BEGIN SOURCE MATERIAL

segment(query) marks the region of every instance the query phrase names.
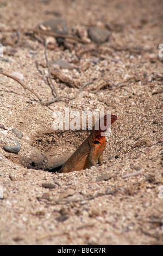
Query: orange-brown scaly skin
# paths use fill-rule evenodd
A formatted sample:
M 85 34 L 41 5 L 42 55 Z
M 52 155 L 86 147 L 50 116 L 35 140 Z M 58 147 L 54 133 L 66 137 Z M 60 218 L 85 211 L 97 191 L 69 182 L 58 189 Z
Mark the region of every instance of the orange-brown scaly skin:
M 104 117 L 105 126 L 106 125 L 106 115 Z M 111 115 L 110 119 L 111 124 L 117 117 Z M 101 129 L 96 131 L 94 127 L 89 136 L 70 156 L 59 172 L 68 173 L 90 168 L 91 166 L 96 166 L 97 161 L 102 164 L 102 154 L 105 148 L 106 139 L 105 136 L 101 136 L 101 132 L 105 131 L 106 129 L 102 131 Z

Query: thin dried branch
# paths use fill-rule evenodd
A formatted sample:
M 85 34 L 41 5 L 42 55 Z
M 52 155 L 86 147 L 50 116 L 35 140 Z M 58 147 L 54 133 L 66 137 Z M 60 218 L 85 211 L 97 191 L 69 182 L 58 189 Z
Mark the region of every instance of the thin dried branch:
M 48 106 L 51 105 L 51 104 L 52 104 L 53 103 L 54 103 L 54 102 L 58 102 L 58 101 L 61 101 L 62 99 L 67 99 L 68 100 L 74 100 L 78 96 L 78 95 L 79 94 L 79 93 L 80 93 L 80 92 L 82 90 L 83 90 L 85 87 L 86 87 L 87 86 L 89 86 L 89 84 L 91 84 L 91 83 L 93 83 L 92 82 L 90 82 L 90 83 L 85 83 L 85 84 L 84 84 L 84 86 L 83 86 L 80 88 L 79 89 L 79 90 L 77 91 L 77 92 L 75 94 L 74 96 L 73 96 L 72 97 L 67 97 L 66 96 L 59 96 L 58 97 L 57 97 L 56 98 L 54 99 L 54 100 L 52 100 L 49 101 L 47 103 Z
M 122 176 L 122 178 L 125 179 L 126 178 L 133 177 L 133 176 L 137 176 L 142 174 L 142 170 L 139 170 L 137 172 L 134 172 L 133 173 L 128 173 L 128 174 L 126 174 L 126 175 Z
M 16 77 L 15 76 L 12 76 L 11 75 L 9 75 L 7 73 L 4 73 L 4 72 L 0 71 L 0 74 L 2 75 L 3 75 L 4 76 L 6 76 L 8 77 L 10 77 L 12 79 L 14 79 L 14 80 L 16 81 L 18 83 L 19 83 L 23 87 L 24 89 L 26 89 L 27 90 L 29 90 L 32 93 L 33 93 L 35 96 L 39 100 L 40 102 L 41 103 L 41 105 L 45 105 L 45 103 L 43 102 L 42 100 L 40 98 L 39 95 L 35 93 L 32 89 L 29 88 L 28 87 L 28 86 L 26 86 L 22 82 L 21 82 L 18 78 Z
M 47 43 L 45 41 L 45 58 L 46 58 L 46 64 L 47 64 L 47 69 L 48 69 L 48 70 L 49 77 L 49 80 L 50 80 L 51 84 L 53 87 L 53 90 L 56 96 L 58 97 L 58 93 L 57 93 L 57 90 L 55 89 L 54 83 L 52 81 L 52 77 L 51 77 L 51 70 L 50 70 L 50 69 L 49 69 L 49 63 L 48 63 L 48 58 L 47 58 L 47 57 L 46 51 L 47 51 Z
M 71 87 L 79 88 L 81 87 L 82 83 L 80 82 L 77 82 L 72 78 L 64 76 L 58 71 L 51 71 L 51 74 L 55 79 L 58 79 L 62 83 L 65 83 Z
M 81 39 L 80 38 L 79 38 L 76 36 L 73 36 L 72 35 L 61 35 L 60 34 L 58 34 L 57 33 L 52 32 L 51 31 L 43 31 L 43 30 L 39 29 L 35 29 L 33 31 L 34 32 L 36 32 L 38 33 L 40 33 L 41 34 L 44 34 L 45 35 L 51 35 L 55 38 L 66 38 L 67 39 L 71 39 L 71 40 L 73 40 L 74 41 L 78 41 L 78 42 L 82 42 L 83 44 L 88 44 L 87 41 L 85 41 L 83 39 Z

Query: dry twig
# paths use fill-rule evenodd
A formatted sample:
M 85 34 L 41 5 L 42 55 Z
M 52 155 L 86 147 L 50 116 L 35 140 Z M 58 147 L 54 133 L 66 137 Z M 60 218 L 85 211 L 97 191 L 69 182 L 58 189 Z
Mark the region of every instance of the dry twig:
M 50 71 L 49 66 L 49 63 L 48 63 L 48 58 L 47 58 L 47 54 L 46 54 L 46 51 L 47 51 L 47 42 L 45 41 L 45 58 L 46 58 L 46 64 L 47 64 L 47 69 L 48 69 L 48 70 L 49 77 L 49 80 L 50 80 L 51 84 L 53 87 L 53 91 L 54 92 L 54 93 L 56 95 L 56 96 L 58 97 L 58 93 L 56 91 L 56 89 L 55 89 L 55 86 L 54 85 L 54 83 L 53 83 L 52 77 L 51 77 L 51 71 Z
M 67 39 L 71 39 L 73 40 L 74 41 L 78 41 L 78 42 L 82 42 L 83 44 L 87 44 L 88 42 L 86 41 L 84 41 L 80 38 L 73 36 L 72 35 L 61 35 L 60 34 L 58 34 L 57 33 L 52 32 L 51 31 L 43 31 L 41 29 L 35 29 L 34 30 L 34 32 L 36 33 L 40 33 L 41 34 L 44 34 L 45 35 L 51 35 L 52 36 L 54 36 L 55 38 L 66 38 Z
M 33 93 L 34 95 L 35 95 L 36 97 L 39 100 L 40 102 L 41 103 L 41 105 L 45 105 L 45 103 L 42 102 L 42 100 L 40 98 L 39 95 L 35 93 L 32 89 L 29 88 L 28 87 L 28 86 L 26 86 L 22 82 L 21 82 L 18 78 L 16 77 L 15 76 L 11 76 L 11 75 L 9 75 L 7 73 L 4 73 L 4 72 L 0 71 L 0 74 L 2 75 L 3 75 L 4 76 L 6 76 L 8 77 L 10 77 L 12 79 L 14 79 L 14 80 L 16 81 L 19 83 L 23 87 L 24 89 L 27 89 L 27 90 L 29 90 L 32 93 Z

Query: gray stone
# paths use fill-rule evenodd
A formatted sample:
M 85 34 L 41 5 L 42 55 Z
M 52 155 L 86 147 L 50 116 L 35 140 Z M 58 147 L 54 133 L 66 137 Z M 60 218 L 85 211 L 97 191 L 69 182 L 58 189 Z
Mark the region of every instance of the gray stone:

END SOURCE MATERIAL

# EXERCISE GOAL:
Copy out every one of the lines above word for word, but leave out the pictures.

# OUTPUT FOR THIS TASK:
segment(query) marks the region of every instance the query phrase names.
Query: orange-brown scaly skin
# paths use fill-rule evenodd
A formatted sample:
M 85 34 L 41 5 L 42 55 Z
M 52 155 L 86 147 L 50 116 L 35 140 Z M 58 147 L 54 133 L 66 137 Z M 60 218 L 85 211 L 97 191 L 69 182 L 58 189 Z
Mark the region of every instance of the orange-brown scaly skin:
M 104 117 L 105 126 L 106 125 L 106 115 Z M 111 115 L 110 119 L 111 124 L 117 117 Z M 101 129 L 96 131 L 94 127 L 89 136 L 70 156 L 59 172 L 68 173 L 90 168 L 91 166 L 96 166 L 97 161 L 102 164 L 102 154 L 105 148 L 106 139 L 105 136 L 101 136 L 101 132 L 105 131 L 106 129 L 102 131 Z

Query: thin dried branch
# paths use fill-rule evenodd
A formatted sample:
M 85 34 L 41 5 L 42 55 Z
M 52 155 L 86 147 L 50 116 L 35 140 Z M 58 147 L 54 133 L 66 137 Z M 60 218 L 85 211 L 97 191 L 69 182 L 58 189 Z
Mark the region of every instance of the thin dried branch:
M 48 106 L 51 105 L 51 104 L 52 104 L 53 103 L 54 103 L 54 102 L 58 102 L 58 101 L 61 101 L 62 99 L 67 99 L 68 100 L 74 100 L 78 96 L 78 95 L 79 94 L 79 93 L 80 93 L 80 92 L 82 90 L 83 90 L 85 87 L 86 87 L 87 86 L 89 86 L 89 84 L 91 84 L 91 83 L 93 83 L 92 82 L 90 82 L 90 83 L 85 83 L 85 84 L 84 84 L 84 86 L 83 86 L 80 88 L 79 89 L 79 90 L 77 91 L 77 92 L 75 94 L 74 96 L 73 96 L 72 97 L 67 97 L 66 96 L 59 96 L 58 97 L 57 97 L 56 98 L 54 99 L 54 100 L 52 100 L 49 101 L 47 103 Z
M 122 176 L 122 178 L 125 179 L 126 178 L 133 177 L 133 176 L 137 176 L 142 174 L 142 170 L 139 170 L 137 172 L 134 172 L 133 173 L 128 173 L 128 174 L 126 174 L 126 175 Z
M 16 77 L 15 76 L 12 76 L 11 75 L 9 75 L 7 73 L 4 73 L 4 72 L 0 71 L 0 74 L 2 75 L 3 75 L 4 76 L 6 76 L 8 77 L 10 77 L 12 79 L 14 79 L 14 80 L 16 81 L 18 83 L 19 83 L 23 87 L 24 89 L 26 89 L 27 90 L 29 90 L 32 93 L 33 93 L 35 96 L 39 100 L 40 102 L 41 103 L 41 105 L 45 105 L 45 103 L 43 102 L 42 100 L 40 98 L 39 95 L 35 93 L 32 89 L 29 88 L 28 87 L 28 86 L 26 86 L 22 82 L 21 82 L 18 78 Z
M 47 43 L 45 41 L 45 58 L 46 58 L 46 64 L 47 64 L 47 69 L 48 69 L 48 70 L 49 77 L 49 80 L 50 80 L 51 84 L 53 87 L 53 90 L 56 96 L 58 97 L 58 93 L 57 93 L 57 90 L 55 89 L 54 83 L 52 81 L 52 77 L 51 77 L 51 70 L 50 70 L 50 69 L 49 69 L 49 63 L 48 63 L 48 58 L 47 58 L 47 57 L 46 51 L 47 51 Z
M 71 87 L 79 88 L 81 87 L 82 83 L 80 82 L 77 82 L 72 78 L 64 76 L 58 71 L 51 71 L 51 74 L 55 79 L 58 79 L 62 83 L 65 83 Z
M 81 39 L 80 38 L 79 38 L 76 36 L 73 36 L 72 35 L 61 35 L 60 34 L 58 34 L 57 33 L 52 32 L 51 31 L 43 31 L 43 30 L 39 29 L 35 29 L 33 31 L 34 32 L 36 32 L 38 33 L 40 33 L 41 34 L 44 34 L 45 35 L 51 35 L 55 38 L 66 38 L 67 39 L 71 39 L 71 40 L 73 40 L 74 41 L 78 41 L 78 42 L 82 42 L 83 44 L 88 44 L 87 41 L 85 41 L 83 39 Z

Query: dry twig
# paths use fill-rule evenodd
A formatted sample:
M 85 34 L 41 5 L 42 55 Z
M 52 155 L 86 147 L 50 116 L 35 140 Z M 58 147 L 54 133 L 66 137 Z M 60 218 L 85 211 L 97 191 L 69 182 L 58 189 Z
Mark the region of every instance of the dry twig:
M 50 71 L 49 66 L 49 63 L 48 63 L 48 58 L 47 58 L 47 54 L 46 54 L 46 51 L 47 51 L 47 42 L 45 41 L 45 58 L 46 58 L 46 64 L 47 64 L 47 69 L 48 69 L 48 70 L 49 77 L 49 80 L 50 80 L 51 84 L 53 87 L 53 91 L 54 92 L 54 93 L 56 95 L 56 96 L 58 97 L 58 93 L 56 91 L 56 89 L 55 89 L 55 86 L 54 85 L 54 83 L 53 83 L 52 77 L 51 77 L 51 71 Z
M 67 39 L 71 39 L 73 40 L 74 41 L 78 41 L 78 42 L 82 42 L 83 44 L 87 44 L 88 42 L 86 41 L 84 41 L 80 38 L 73 36 L 72 35 L 61 35 L 60 34 L 58 34 L 57 33 L 52 32 L 51 31 L 43 31 L 41 29 L 35 29 L 34 30 L 34 32 L 36 33 L 40 33 L 41 34 L 44 34 L 45 35 L 51 35 L 52 36 L 54 36 L 55 38 L 66 38 Z
M 33 93 L 34 95 L 35 95 L 36 97 L 39 100 L 40 102 L 41 103 L 41 105 L 45 105 L 45 103 L 42 102 L 42 100 L 40 98 L 39 95 L 35 93 L 32 89 L 29 88 L 28 87 L 28 86 L 26 86 L 22 82 L 21 82 L 18 78 L 16 77 L 15 76 L 11 76 L 11 75 L 9 75 L 7 73 L 4 73 L 4 72 L 0 71 L 0 74 L 2 75 L 3 75 L 4 76 L 6 76 L 8 77 L 10 77 L 12 79 L 14 79 L 14 80 L 16 81 L 19 83 L 23 87 L 24 89 L 27 89 L 27 90 L 29 90 L 32 93 Z

Query: gray stone
# paths use fill-rule evenodd
A formatted sample:
M 85 34 L 41 5 L 42 55 Z
M 52 155 L 86 147 L 50 116 L 35 140 Z M 58 147 L 54 133 L 66 137 Z M 60 218 L 85 211 L 97 191 L 69 182 L 58 189 Z
Mark the region of every instance of the gray stone:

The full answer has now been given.